= TEXT PASSAGE =
Call for more 'investment' for 'largest land owning group'

p2358-joe-morrison-okBy ERWIN CHLANDA
 
How would Tony Abbott go as the Minister for Aboriginal Affairs?
 
The question arose with the latest episode of the former Prime Minister running interference against the current one.
 
It brings much displeasure to Nigel Scullion who announced he had “confirmed on a number of occasions he is absolutely committed to serving the full term as the Minister for Indigenous Affairs”.
 
Of course Senator Scullion – who is preparing answers to questions we put to him on Aboriginals Benefit Account (ABA) issues – may not get a say in the matter in this right vs far right tiff.
 
A contemporary answer to the question came from Joe Morrison which, in essence, was that they were all hopeless, all Aboriginal Affairs Ministers over the past four decades, every single one.
 
An equally enduring phenomenon is the capacity of Indigenous leaders to deliver ‘poor bugger me’ speeches: Mr Morrison’s was fittingly titled “Unhappy Anniversaries: What is there to celebrate?”
 
Mr Morrison (pictured) is the CEO of the Northern and Council (NLC). He was speaking in part also for the Central Land Council (CLC) when he delivered the Nugget Coombs Memorial Lecture last month.

= SET EXERCISE =
Continue the news article about Aboriginal affairs from where it stops.

= SOURCE MATERIAL =

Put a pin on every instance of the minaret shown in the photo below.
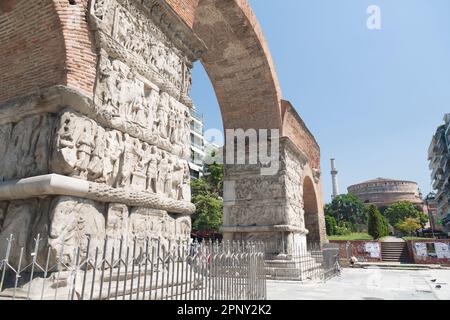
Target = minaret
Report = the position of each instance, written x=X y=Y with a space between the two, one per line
x=334 y=173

= RESPONSE TO THE TASK =
 
“Forty years and we have not yet secured our future,” Mr Morrison declaimed, blaming serial neglect by governments. Expended taxpayers’ billions rated mention only in the context of not being enough.
 
“The joint full [land] councils criticised the White Paper on Developing Northern Australia for its lack of support for Indigenous-led developments, and for failing to recognise the aspirations of Aboriginal people to drive themselves the development of their lands and waters.”
 
What is keeping them? Just two royalty associations, those attached to the Granites gold mine, Kurra and GMAAAC, have combined assets (“retained earnings”) of $85m.
 
“We cannot live in hope that governments will deliver,” said Mr Morrison. Do they really need to?
 
Mr Morrison delivers his own contradiction: “And there’s the obvious: we own and/or have legally recognised rights over more than 90 per cent of northern Australia.”
 
It’s worth repeating that number: 90%. We are used to 50% – that’s the round figure of the vast area in the NT held by Aboriginal people under ‘land rights’ freehold.
 
Native title land would make up part of the rest.
 
He brings full circle his argument, apparently inadvertently, that there is no longer a case for handouts: “The financial sector has confirmed for us that section 19 leases [under the land rights Act] are able to be used as security.
 
“Commercialising a section 19 lease turns Aboriginal landowners into landlords.
 
“It enables them to use their land to generate income without losing control over it. This is a fundamental step towards self-determination and self responsibility.”
 
Brilliant: Aboriginal people own or have rights over an area twice the size of France and most of that land can be used as collateral.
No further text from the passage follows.